▸ Data shown:
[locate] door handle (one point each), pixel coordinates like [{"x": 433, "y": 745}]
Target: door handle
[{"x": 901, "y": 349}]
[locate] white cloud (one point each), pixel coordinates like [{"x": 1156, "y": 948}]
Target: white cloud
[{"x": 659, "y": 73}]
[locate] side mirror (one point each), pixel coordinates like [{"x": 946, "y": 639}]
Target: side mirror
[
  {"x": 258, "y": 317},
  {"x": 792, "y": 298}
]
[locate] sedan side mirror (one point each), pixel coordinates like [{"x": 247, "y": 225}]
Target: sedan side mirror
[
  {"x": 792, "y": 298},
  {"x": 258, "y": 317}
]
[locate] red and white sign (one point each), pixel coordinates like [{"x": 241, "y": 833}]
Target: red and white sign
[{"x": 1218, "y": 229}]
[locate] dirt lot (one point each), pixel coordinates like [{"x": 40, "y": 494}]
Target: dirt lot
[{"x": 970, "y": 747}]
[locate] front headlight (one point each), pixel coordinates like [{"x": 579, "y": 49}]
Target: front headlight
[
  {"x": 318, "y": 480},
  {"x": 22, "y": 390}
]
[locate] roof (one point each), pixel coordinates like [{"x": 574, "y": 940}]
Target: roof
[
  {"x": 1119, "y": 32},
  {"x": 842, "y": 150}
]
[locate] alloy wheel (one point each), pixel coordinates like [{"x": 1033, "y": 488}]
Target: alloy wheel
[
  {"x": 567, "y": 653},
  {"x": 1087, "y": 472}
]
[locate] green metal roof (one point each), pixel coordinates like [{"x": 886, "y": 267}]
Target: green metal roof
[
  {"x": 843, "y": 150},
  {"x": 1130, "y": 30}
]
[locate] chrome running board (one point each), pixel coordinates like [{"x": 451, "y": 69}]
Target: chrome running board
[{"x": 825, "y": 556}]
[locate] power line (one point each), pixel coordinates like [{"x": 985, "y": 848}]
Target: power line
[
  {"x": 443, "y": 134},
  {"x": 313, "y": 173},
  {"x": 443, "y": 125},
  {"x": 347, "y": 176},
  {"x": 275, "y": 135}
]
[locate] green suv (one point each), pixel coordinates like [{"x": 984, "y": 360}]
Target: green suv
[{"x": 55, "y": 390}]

▸ What this task involves: Recopy the entries above in their entirety, exactly.

▸ Exercise solution:
[locate] door handle (one point each), pixel coordinates like [{"x": 433, "y": 745}]
Target: door handle
[{"x": 901, "y": 349}]
[locate] white cloud (one point each), pixel coordinates like [{"x": 1156, "y": 948}]
Target: white cloud
[{"x": 659, "y": 73}]
[locate] side mirror (one point each), pixel coordinates like [{"x": 946, "y": 639}]
Target: side mirror
[
  {"x": 258, "y": 317},
  {"x": 792, "y": 298}
]
[locate] sedan side mirror (one point each), pixel coordinates like [{"x": 247, "y": 225}]
Target: sedan side mirror
[
  {"x": 792, "y": 298},
  {"x": 258, "y": 317}
]
[locate] red and white sign (one point each), pixel coordinates like [{"x": 241, "y": 833}]
Target: red and white sign
[{"x": 1218, "y": 229}]
[locate] dirt lot (one point each), pixel coordinates like [{"x": 40, "y": 494}]
Target: dirt lot
[{"x": 970, "y": 747}]
[locate] front headlight (one point each), pixel coordinates like [{"x": 579, "y": 49}]
Target: front headlight
[
  {"x": 318, "y": 480},
  {"x": 22, "y": 390}
]
[locate] roof (one point each), pixel coordinates like [{"x": 574, "y": 940}]
Target: roof
[
  {"x": 1119, "y": 32},
  {"x": 842, "y": 150}
]
[locate] alloy wheel (one point each), pixel coordinates like [{"x": 1033, "y": 488}]
Target: alloy wheel
[
  {"x": 567, "y": 653},
  {"x": 1087, "y": 472}
]
[locate] green metal roof (one point each), pixel coordinates like [{"x": 886, "y": 267}]
Target: green metal roof
[
  {"x": 843, "y": 150},
  {"x": 1130, "y": 30}
]
[locate] chrome running board (one point each), pixel coordinates like [{"x": 451, "y": 69}]
Target: chrome running board
[{"x": 825, "y": 556}]
[locate] power line (one point each), pixel coordinates like [{"x": 985, "y": 848}]
Target: power line
[
  {"x": 443, "y": 134},
  {"x": 313, "y": 173},
  {"x": 443, "y": 125},
  {"x": 347, "y": 176},
  {"x": 275, "y": 135}
]
[locate] green suv (one point each), pixel coordinates like [{"x": 984, "y": 360}]
Target: green suv
[{"x": 55, "y": 390}]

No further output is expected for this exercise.